_Directive_
Count the lines of the data below that contain the string "whale", where case matters. Give only the number.

_Supplied data_
§ §
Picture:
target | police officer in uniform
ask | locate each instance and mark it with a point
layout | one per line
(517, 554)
§ §
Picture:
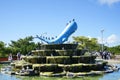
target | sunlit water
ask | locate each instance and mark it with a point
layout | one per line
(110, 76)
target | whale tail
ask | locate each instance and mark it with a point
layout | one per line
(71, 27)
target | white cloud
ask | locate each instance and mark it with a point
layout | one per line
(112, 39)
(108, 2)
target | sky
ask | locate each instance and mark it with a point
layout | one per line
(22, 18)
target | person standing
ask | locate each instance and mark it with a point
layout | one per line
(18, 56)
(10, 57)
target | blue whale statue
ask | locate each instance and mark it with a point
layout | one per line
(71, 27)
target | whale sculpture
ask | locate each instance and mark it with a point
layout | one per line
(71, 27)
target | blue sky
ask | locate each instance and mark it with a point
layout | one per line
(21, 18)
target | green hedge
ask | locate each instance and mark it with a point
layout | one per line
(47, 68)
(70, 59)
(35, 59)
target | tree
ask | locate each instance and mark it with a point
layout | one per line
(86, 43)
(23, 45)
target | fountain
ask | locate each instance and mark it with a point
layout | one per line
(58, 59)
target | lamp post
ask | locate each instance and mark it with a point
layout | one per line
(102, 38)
§ §
_Result of this exercise_
3